— WORK TO BE COMPLETED —
Give back every item below word for word, but leave the pictures out.

╭─ ENTRIES SUPPLIED

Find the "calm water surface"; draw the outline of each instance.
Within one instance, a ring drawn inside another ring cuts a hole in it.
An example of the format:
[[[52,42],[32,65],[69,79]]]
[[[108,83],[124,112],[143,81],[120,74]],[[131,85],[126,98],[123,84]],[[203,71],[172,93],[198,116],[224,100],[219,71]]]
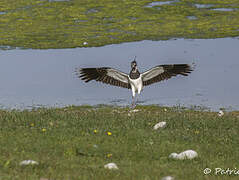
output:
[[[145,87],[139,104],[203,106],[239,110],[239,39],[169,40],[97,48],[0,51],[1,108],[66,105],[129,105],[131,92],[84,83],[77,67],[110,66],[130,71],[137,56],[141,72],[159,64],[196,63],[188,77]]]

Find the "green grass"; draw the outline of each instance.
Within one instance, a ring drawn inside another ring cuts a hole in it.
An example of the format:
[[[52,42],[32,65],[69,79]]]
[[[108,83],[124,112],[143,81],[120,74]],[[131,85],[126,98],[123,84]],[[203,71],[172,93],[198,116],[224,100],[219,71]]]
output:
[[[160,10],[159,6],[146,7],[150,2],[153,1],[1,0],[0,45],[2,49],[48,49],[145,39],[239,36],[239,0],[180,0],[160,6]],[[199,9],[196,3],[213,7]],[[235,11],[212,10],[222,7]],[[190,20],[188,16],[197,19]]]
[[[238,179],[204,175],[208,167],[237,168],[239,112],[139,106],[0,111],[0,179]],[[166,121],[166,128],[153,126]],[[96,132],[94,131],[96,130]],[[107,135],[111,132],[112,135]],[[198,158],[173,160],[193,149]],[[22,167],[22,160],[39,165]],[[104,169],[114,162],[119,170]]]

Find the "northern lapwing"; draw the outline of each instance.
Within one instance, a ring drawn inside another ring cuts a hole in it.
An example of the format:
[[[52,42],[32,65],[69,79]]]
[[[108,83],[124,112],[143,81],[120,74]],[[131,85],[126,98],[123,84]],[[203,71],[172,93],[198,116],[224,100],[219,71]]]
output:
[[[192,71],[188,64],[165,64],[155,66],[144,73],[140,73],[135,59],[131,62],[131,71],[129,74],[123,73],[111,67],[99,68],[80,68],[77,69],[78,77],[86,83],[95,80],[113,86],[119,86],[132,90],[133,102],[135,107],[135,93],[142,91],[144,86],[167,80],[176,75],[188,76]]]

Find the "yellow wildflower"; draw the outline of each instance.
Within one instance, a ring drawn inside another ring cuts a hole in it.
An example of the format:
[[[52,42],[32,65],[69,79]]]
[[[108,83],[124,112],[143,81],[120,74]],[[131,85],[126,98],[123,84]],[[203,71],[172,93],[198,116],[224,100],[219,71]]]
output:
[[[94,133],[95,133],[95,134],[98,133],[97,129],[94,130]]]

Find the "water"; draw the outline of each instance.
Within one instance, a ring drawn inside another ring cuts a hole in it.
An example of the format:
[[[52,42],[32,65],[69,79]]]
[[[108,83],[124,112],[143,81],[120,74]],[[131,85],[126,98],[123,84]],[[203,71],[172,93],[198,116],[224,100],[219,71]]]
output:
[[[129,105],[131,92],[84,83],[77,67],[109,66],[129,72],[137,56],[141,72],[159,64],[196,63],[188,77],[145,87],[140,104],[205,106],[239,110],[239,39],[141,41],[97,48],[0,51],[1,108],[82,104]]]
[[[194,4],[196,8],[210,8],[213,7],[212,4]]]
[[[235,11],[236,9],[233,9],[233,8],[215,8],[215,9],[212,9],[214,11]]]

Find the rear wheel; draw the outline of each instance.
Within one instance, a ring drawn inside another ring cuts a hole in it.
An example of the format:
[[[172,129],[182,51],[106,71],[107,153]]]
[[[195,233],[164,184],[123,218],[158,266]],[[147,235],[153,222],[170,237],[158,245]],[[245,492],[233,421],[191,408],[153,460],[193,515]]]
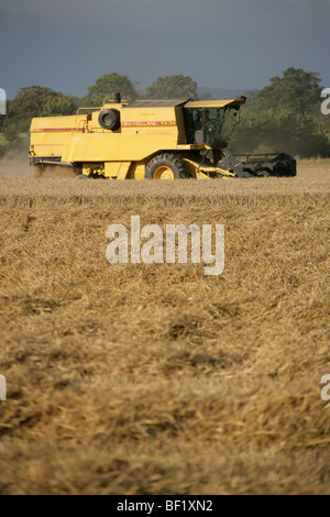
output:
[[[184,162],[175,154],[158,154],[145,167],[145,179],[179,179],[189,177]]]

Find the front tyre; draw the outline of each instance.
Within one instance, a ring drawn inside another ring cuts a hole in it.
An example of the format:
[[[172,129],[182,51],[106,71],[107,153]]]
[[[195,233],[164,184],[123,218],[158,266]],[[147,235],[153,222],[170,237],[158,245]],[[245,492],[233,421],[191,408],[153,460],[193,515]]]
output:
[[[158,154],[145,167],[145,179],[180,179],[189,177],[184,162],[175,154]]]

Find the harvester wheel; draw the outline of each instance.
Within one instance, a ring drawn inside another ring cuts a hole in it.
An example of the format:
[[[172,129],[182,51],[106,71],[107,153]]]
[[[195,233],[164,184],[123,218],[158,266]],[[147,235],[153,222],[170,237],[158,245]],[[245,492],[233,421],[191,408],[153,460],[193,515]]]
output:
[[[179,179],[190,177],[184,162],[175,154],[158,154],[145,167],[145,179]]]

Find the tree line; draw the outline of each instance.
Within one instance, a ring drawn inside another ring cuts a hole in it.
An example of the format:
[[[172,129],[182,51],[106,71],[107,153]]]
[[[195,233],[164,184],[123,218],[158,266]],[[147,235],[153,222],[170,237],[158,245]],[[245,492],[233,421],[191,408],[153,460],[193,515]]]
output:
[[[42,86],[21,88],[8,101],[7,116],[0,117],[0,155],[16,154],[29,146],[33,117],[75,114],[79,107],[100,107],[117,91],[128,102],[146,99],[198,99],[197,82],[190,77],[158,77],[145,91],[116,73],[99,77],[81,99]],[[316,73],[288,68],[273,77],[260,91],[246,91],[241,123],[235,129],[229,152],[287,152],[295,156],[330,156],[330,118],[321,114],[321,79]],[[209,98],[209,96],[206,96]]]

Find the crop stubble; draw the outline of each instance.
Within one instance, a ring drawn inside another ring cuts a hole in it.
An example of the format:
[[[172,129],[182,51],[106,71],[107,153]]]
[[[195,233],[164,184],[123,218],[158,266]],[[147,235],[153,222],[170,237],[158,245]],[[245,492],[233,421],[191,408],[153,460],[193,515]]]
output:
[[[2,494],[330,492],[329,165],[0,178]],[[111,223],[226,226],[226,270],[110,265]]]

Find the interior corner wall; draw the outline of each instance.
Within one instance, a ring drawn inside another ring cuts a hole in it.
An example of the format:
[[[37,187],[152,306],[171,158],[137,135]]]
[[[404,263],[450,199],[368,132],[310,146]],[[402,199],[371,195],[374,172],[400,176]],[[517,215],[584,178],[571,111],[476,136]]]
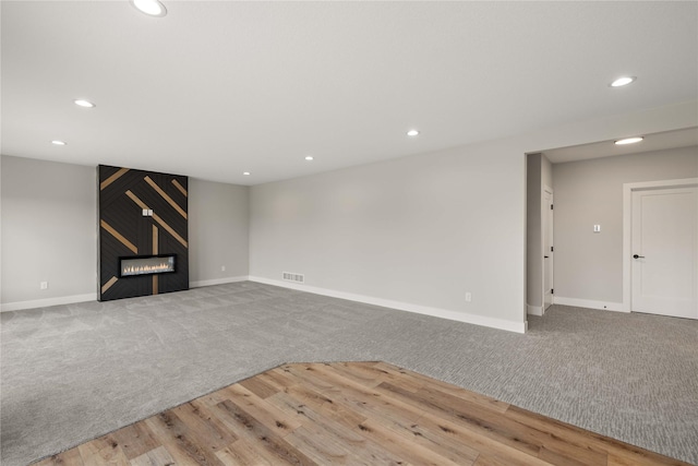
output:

╰─

— COMPLETED EXERCISE —
Find the "calm water surface"; draw the outline of each instance.
Within one instance, a ring drawn inside another ring cuts a hole in it.
An example of the format:
[[[52,42],[32,65],[69,79]]]
[[[108,83],[124,112],[143,81],[120,74]],[[131,85],[126,98],[123,84]],[[203,71],[172,93],[198,116],[224,100],[219,71]]]
output:
[[[145,87],[139,104],[203,106],[239,110],[239,39],[169,40],[97,48],[0,51],[1,108],[66,105],[129,105],[131,92],[84,83],[77,67],[110,66],[130,71],[137,56],[141,72],[159,64],[196,63],[188,77]]]

Find the "green grass"; draw the outline of each instance.
Within one instance, a ring drawn inside another ring cuts a hole in it.
An example of the format:
[[[52,42],[32,65],[69,79]]]
[[[108,83],[124,112],[143,81],[120,74]],[[131,85],[126,98],[123,84]],[[203,71],[172,93],[198,116],[224,100],[219,71]]]
output:
[[[160,10],[159,6],[146,7],[150,2],[153,1],[1,0],[0,45],[2,49],[48,49],[145,39],[239,36],[239,0],[180,0],[160,6]],[[199,9],[196,3],[213,7]],[[235,11],[212,10],[222,7]],[[190,20],[188,16],[197,19]]]
[[[238,179],[204,175],[208,167],[237,168],[239,112],[139,106],[0,111],[0,179]],[[166,121],[166,128],[153,126]],[[96,132],[94,131],[96,130]],[[107,135],[111,132],[112,135]],[[198,158],[173,160],[193,149]],[[22,167],[22,160],[39,165]],[[104,169],[114,162],[119,170]]]

Find the "northern lapwing"; draw the outline of each instance.
Within one instance, a ring drawn inside another ring cuts a hole in it.
An example of the format:
[[[52,42],[32,65],[69,79]]]
[[[108,83],[124,112],[143,81],[120,74]],[[131,85],[126,98],[123,84]],[[203,71],[172,93],[198,116],[224,100],[219,71]]]
output:
[[[192,71],[188,64],[165,64],[155,66],[144,73],[140,73],[135,59],[131,62],[131,71],[129,74],[123,73],[111,67],[99,68],[80,68],[77,69],[78,77],[86,83],[95,80],[113,86],[119,86],[132,90],[133,102],[135,107],[135,93],[142,91],[144,86],[167,80],[176,75],[188,76]]]

Find the "yellow wildflower"; draw the outline of each instance.
Within one instance, a ring drawn inside another ring cuts a hole in it.
An example of the format:
[[[52,42],[32,65],[69,79]]]
[[[108,83],[124,112],[143,81],[120,74]],[[131,85],[126,98],[123,84]],[[203,71],[172,93],[198,116],[224,100],[219,71]]]
output:
[[[94,133],[95,133],[95,134],[98,133],[97,129],[94,130]]]

Find the "water"; draw the outline of each instance.
Within one instance, a ring drawn inside another ring cuts a hole in it.
An example of the format:
[[[52,42],[32,65],[69,79]]]
[[[108,83],[124,112],[143,81],[120,74]],[[131,85],[126,98],[123,84]],[[203,71],[172,93],[198,116],[224,100],[219,71]]]
output:
[[[129,105],[131,92],[84,83],[77,67],[109,66],[129,72],[137,56],[141,72],[159,64],[196,63],[188,77],[145,87],[140,104],[205,106],[239,110],[239,39],[141,41],[97,48],[0,51],[1,108],[82,104]]]
[[[194,4],[196,8],[210,8],[213,7],[212,4]]]
[[[235,11],[236,9],[233,9],[233,8],[215,8],[215,9],[212,9],[214,11]]]

Find the rear wheel; draw the outline of each instance.
Within one instance, a ring drawn inside another ring cuts a hole in it.
An example of the format:
[[[172,129],[182,51],[106,71],[107,153]]]
[[[195,233],[164,184],[123,218],[158,266]],[[147,235],[153,222],[170,237],[158,245]],[[245,492],[233,421],[191,408],[153,460],[193,515]]]
output:
[[[184,162],[175,154],[158,154],[145,167],[145,179],[179,179],[189,177]]]

Find the front tyre; draw the outline of each instance.
Within one instance, a ring drawn inside another ring cuts a hole in it.
An example of the format:
[[[172,129],[182,51],[106,71],[107,153]]]
[[[195,233],[164,184],[123,218],[158,266]],[[147,235],[153,222],[170,237],[158,245]],[[245,492],[233,421],[191,408],[153,460],[193,515]]]
output:
[[[158,154],[145,167],[145,179],[180,179],[189,177],[184,162],[175,154]]]

Find the harvester wheel; draw the outline of each instance.
Within one instance, a ring drawn inside another ring cuts a hole in it.
An example of the format:
[[[172,129],[182,51],[106,71],[107,153]]]
[[[195,233],[164,184],[123,218],[158,266]],[[147,235],[153,222],[170,237],[158,245]],[[245,492],[233,421],[191,408],[153,460],[193,515]]]
output:
[[[179,179],[190,177],[184,162],[175,154],[158,154],[145,167],[145,179]]]

Find the tree line; draw the outline of each instance.
Within one instance, a ring drawn inside another ring cuts a hole in it.
An example of the format:
[[[172,129],[182,51],[106,71],[107,153]]]
[[[195,233],[164,184],[123,218],[158,266]],[[147,235],[153,222],[170,237],[158,245]],[[245,492],[233,421],[191,408],[153,460],[193,515]]]
output:
[[[42,86],[21,88],[8,101],[7,116],[0,117],[0,155],[16,154],[29,146],[33,117],[75,114],[79,107],[100,107],[117,91],[128,102],[146,99],[198,99],[197,82],[190,77],[158,77],[145,91],[116,73],[99,77],[81,99]],[[316,73],[288,68],[273,77],[260,91],[246,91],[241,123],[235,129],[229,152],[287,152],[295,156],[330,156],[330,118],[321,114],[321,79]],[[209,98],[209,96],[206,96]]]

Find the crop stubble; draw the outline of each instance.
Within one instance, a ring drawn inside another ring cuts a hole in it.
An example of the format:
[[[172,129],[182,51],[106,71],[107,153]]]
[[[195,233],[164,184],[123,218],[158,266]],[[147,235],[153,222],[170,237],[158,245]],[[245,492],[233,421],[191,408],[153,460],[193,515]]]
output:
[[[2,494],[330,492],[329,165],[0,178]],[[111,223],[226,226],[226,270],[110,265]]]

Find the interior corner wall; draw the outline of each instance.
Within one instance, a ring drawn inside another ring cuts a hole in it.
An example of the format:
[[[37,187],[152,306],[171,158],[137,135]]]
[[[404,263],[450,199],[368,132],[310,146]],[[402,199],[371,195],[374,172],[400,176]],[[517,215],[584,178],[571,111],[476,136]]]
output:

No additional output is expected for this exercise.